The Practical Goal: Approving Excellent Things
Now that this is the proper interpretation, of the central burden of his prayer is evidenced in what he says concerning its practical goal. Why does he pray this? Look at the language. This thing I pray, that your love may abound yet more and more in knowledge and in all discernment, so that you may approve the things that are excellent.
You see the practical goal of his central concern? If God will give them this abounding love with its handmaidens of knowledge and discernment, he says this practical goal will be realized. There will be this ability to approve the things that are excellent. Now many of you will have a marginal reading which renders it, distinguish the things that differ.
Now again, there's a translational problem. You have an exact parallel in the structure of the language, in Romans 2 and verse 18. Professor Murray commenting on that says, it can be translated either of these two ways. Approve the things that are excellent, distinguish the things that differ, and to quote him he says, it is impossible to decide which is the proper rendering.
But in reality, there's really no difference, is there? Think for a moment. If the thing Paul is praying as the practical goal of his central passion is that they may have the ability to distinguish things that differ, well, what's the great end of that? Well, the end is that distinguishing things that differ, they may choose the good above the better, and the best above the better.
They will have the ability to distinguish things that differ, or if the proper rendering is that they may, putting things to the test, actually approve the things that are most excellent, that's the end result. So there's really no difference, and the translational problem is not a problem in coming to grips with the central thrust of what is here given. Perhaps the best thing I can do to pull the thoughts together for you is to read what I have found to be the most judicious comments on this part of the text from a man who lived and labored in another generation, but this is what he says, summarizing this part of the text. The Apostle's prayer, then, is that the love of the Philippians may be accompanied with abundant knowledge and with all delicate moral perception, to the end that they may try or test so as to distinguish things which differ. His reference in the things which differ is not to virtue and vice, the service of God, not in the service of the devil. With respect to these things, the Philippians had decided clearly and irrevocably long ago, for they were already Christians, and even eminent Christians.

• _RECORD EXCERPTS_:
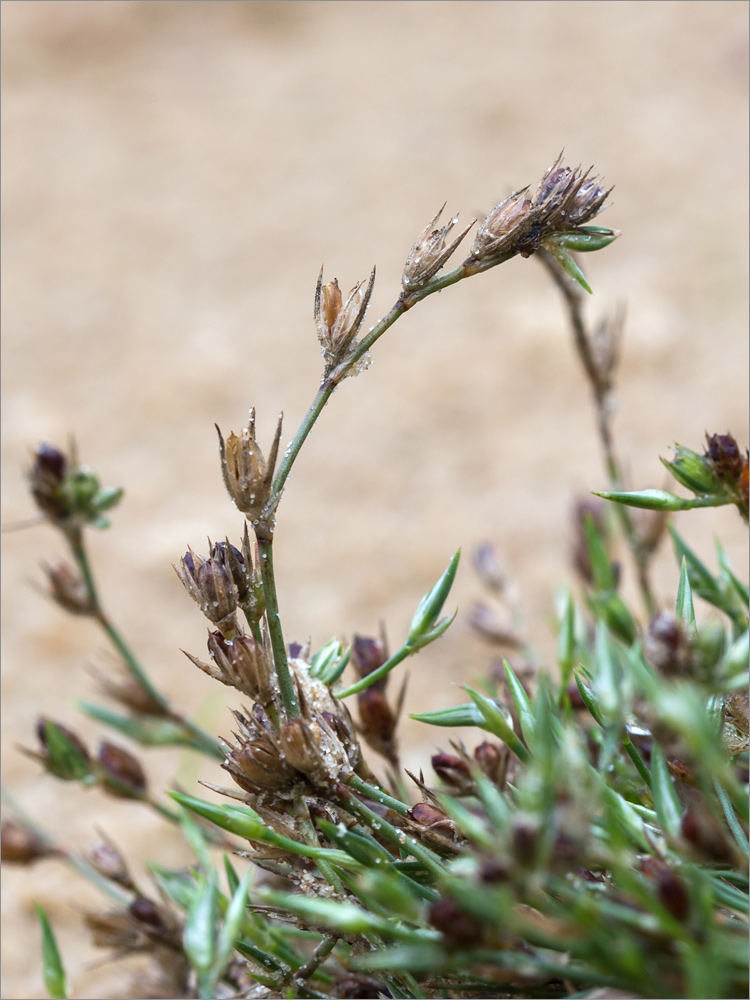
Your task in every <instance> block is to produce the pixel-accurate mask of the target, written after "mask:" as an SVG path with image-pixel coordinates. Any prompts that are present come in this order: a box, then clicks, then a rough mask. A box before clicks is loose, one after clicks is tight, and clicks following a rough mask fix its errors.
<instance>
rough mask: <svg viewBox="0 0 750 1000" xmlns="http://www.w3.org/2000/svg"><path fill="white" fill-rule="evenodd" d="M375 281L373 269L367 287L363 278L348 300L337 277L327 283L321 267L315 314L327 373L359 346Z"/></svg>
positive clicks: (351, 294) (316, 296)
mask: <svg viewBox="0 0 750 1000" xmlns="http://www.w3.org/2000/svg"><path fill="white" fill-rule="evenodd" d="M374 284H375V268H373V269H372V273H371V274H370V279H369V281H368V283H367V287H366V288H365V287H364V285H365V283H364V281H360V282H359V284H357V285H355V286H354V288H353V289H352V290H351V292H349V295H348V296H347V299H346V302H344V301H343V297H342V295H341V290H340V289H339V283H338V281H337V280H336V279H335V278H334V280H333V281H330V282H329V283H328V284H327V285H325V286H324V285H323V268H321V269H320V275H319V276H318V283H317V285H316V287H315V308H314V316H315V327H316V330H317V333H318V340H319V341H320V346H321V348H322V354H323V360H324V361H325V373H326V375H327V374H329V373H330V372H331V371H333V369H334V368H336V367H337V366H338V365H340V364H341V363H342V362H344V361H345V360H346V356H347V355H348V354H349V353H350V352H351V350H352V348H353V347H354V346H355V345H356V338H357V334H358V333H359V330H360V327H361V326H362V323H363V322H364V318H365V312H366V311H367V306H368V305H369V304H370V297H371V295H372V288H373V285H374Z"/></svg>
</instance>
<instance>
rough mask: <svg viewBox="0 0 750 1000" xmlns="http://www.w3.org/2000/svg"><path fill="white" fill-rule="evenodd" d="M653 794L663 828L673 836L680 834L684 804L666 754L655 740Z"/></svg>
mask: <svg viewBox="0 0 750 1000" xmlns="http://www.w3.org/2000/svg"><path fill="white" fill-rule="evenodd" d="M651 794H652V796H653V799H654V809H656V815H657V816H658V817H659V823H660V824H661V827H662V829H663V830H665V831H666V832H667V833H668V834H669V835H670V836H672V837H676V836H678V834H679V832H680V821H681V819H682V805H681V803H680V799H679V797H678V795H677V792H676V791H675V787H674V782H673V781H672V775H671V774H670V773H669V768H668V767H667V762H666V760H665V758H664V754H663V753H662V751H661V747H660V746H659V744H658V743H657V742H654V745H653V747H652V749H651Z"/></svg>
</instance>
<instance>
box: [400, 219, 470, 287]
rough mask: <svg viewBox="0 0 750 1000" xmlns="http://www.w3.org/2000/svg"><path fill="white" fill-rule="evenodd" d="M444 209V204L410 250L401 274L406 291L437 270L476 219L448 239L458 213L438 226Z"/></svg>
mask: <svg viewBox="0 0 750 1000" xmlns="http://www.w3.org/2000/svg"><path fill="white" fill-rule="evenodd" d="M444 209H445V205H443V207H442V208H441V209H440V210H439V211H438V212H437V214H436V215H434V216H433V218H432V219H431V220H430V221H429V222H428V223H427V225H426V226H425V228H424V229H423V230H422V232H421V233H420V234H419V237H418V238H417V242H416V243H415V244H414V246H413V247H412V248H411V250H410V251H409V256H408V257H407V258H406V264H405V265H404V273H403V276H402V278H401V286H402V288H403V290H404V292H405V293H406V294H407V295H408V294H409V293H410V292H416V291H418V290H419V289H420V288H422V287H423V286H424V285H426V284H427V282H428V281H429V280H430V278H433V277H434V276H435V275H436V274H437V272H438V271H439V270H440V269H441V267H442V266H443V265H444V264H445V262H446V261H447V260H448V258H449V257H450V256H451V254H452V253H453V251H454V250H455V249H456V247H457V246H458V244H459V243H460V242H461V240H462V239H463V238H464V236H466V234H467V233H468V231H469V230H470V229H471V227H472V226H473V225H474V222H475V221H476V220H475V219H473V220H472V221H471V222H470V223H469V225H468V226H467V227H466V228H465V229H464V230H463V232H461V233H459V235H458V236H456V237H454V239H453V240H452V242H448V234H449V233H450V231H451V230H452V229H453V227H454V226H455V224H456V223H457V222H458V216H457V215H454V216H453V218H452V219H450V220H449V221H448V222H447V223H446V224H445V225H444V226H443V227H442V228H441V229H435V228H434V226H435V224H436V223H437V220H438V219H439V218H440V216H441V215H442V214H443V210H444Z"/></svg>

• _PROBLEM 1_:
Transcribe the sermon passage, starting with "But in reality, there's" and going on through "above the better.".
• _PROBLEM 2_:
Pick up the sermon passage on Paul's prayer for the Philippians and continue it past its last sentence.
The records have no connection to the sermon passage.

• _TASK RESULT 1_:
But in reality, there's really no difference, is there? Think for a moment. If the thing Paul is praying as the practical goal of his central passion is that they may have the ability to distinguish things that differ, well, what's the great end of that? Well, the end is that distinguishing things that differ, they may choose the good above the better, and the best above the better.

• _TASK RESULT 2_:
They shunned the darkness and loved the light. In this clause of his prayer, the one we're considering now, Paul has in mind the faculty of distinguishing Christian virtue from all of its counterfeits, of seeing in an apparent, conflict of duties, what present duty really is, of discerning where excess begins in that which, up to a certain point, is innocent or useful, of deciding accurately which of two ways of pursuing Christian work is the better, of avoiding moral pitfalls, how carefully they may be disguised and covered over, of habitually saying and doing the right thing at the right time, in the right way, and thus steadily growing ever like Christ. The degree in which this faculty is possessed determines very largely the beauty of a Christian's character and the breadth and depth and permanence of his influence for good. So the practical goal that he has in mind when he prays with his soul, the central concern for an abounding love with handmaidens of knowledge and discernment, is that in every situation
where moral judgments need to be made, these Philippians may approve the things that are excellent, may make the proper choice. Now again we ask the question, why is this necessary? Well, think for a moment. In the New Covenant, we have an entirely different structure.
Ancient Israel, was separated from the nations geographically. God put up this wall to keep the nations out and also to keep Israel into itself, that middle wall of partition. And all the facets of their life were regulated by a precept from God. Right down to what they ate and how they ate it and when, under what circumstances, every detail.
There was this manual, that covered almost every facet of life, right down to personal hygiene. Now the gospel is gone amongst the nations. That middle wall is broken down. But you see this complicates the problem of giving to the people of God, specific directions as to how they're to live.
And the gospel goes into a vast array of cultures, each one with its own peculiar dominance, each one with its own prominent aspects of sin or of common grace. And the people of God bring with them all of the baggage of their past influence. And God has not given us a manual that we can look up alphabetically and turn up a direction from God concerning every detail of life. Does that mean we are less privileged than the Old Covenant people?
No. Because one of the promises of the New Covenant is this. Not only will I be their God, but God says, They shall no more every man teach his neighbor, saying, Know the Lord. For they shall all know me, from the least to the greatest.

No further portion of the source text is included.